START Provided passage

The thrilling thing is, I've lived and worked close to the location of the lumberyard a lot in the past; I wish I'd known back then that had this personal significance. Right around the corner is the Westbeth Center, where I performed as J.R. Brinkley in 2018, and where I met and interviewed Charles Ludlam's leading lady Black-Eyed Susan earlier that year, and where 30 years earlier I used to go see performance artists like Frank Maya and Carmelita Tropicana perform when I lived on Greenwich Street in nearby Tribeca. Also Westbeth was the original home of Theater for the New City, where I have worked on and off over the past 15 years or so. 

From Bethune and West Streets of course I had a clear view across the street to one of NYC's Newest tourist attractions, "Little Island", which opened nearly a year ago, in the depth of the Covid pandemic. Located at Pier 55, it's a beautifully designed artificial island, across from the end of 14th Street. This was my first opportunity to visit the place, so I went there in the same spirit as the tourists, and snapped many a photo: 




This outdoor amphitheater looks promising, eh? A GREAT place to stage stuff! 


The vista above is from just a little bit North. Pier 57 proves to be nearly as exciting. It's the location of City Winery, where so many of my friends put on burlesque shows, as well as a new rooftop park, which is described as "NYC's largest" 


I don't often venture to take "art photos" but one of the views from the roof offered this irresistible shot



Little Island, foreground; the new Whitney Museum, left; Lower Manhattan with new World Trade Center in the distance. 



I stopped taking pictures after this, but didn't stop walking. Just north is Pier 59, where I once attended a Community Board Meeting about playground funding as a reporter for Chelsea Now in 2016. I seldom do "hard, non-arts news" of this sort, so the event was more memorable than it might have been, and also Martha Stewart was there (kind of). My article, for the morbidly curious, is here. 

From here, I crossed the street to make a pilgrimage to the site where my first plays were produced in New York in 1988 and 1989. On 11th Ave, just south of West 23rd Street, there used to be an off-off venue called the Sanford Meisner Theatre, where the Vortex Theatre was based. At the time, this location seemed like the edge of nowhere, which it was. Now with Hudson River Park so vital, it doesn't seem quite so remote. Unfortunately, the theatre was torn down a few years ago. It is now the site of Cortland Condominiums, a building designed by Robert A.M. Stern.

END Provided passage
START Material shown

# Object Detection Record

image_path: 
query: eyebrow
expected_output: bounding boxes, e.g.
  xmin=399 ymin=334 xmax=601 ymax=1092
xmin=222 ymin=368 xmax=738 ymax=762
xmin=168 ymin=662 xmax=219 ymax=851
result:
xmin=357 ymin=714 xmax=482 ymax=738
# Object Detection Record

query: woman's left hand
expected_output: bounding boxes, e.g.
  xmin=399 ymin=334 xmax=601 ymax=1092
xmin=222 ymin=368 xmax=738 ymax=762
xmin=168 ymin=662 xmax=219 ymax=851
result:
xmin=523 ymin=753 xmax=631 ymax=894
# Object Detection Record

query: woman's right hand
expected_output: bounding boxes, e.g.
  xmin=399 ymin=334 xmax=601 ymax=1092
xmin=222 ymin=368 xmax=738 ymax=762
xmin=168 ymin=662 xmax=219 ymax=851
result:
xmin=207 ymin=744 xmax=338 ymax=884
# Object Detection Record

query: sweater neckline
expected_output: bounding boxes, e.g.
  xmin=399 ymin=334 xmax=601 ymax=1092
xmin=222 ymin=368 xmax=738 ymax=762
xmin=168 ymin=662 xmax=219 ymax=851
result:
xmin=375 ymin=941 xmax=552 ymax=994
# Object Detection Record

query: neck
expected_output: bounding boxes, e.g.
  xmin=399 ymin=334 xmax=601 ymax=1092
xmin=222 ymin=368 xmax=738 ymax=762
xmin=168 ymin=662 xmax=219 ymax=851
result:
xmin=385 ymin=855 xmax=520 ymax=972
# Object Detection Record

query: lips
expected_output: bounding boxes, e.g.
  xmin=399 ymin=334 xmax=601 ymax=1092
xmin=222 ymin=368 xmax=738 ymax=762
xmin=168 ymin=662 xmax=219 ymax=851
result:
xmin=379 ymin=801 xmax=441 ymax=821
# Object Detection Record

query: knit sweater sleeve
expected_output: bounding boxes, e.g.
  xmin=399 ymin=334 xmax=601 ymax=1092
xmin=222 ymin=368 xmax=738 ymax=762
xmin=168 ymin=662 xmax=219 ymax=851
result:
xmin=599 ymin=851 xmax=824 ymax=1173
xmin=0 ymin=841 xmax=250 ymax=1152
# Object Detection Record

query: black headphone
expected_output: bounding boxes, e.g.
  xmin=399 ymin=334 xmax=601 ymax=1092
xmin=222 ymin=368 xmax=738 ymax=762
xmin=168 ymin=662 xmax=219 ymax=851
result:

END Material shown

▶ Work to complete:
(a) Answer these questions from the Hudson River walk piece:
(i) What role did the writer perform at the Westbeth Center in 2018?
(ii) At which pier is Little Island located?
(iii) Which theater was based at the Sanford Meisner Theatre?
(b) Translate this sentence from the Hudson River walk piece into Spanish: "Located at Pier 55, it's a beautifully designed artificial island, across from the end of 14th Street."
These lines have nothing to do with the Hudson River walk piece.

▶ Answers to this exercise:
(a)
(i) J.R. Brinkley
(ii) Pier 55
(iii) The Vortex Theatre

(b) Ubicada en el Muelle 55, es una isla artificial de hermoso diseño, frente al final de la calle 14.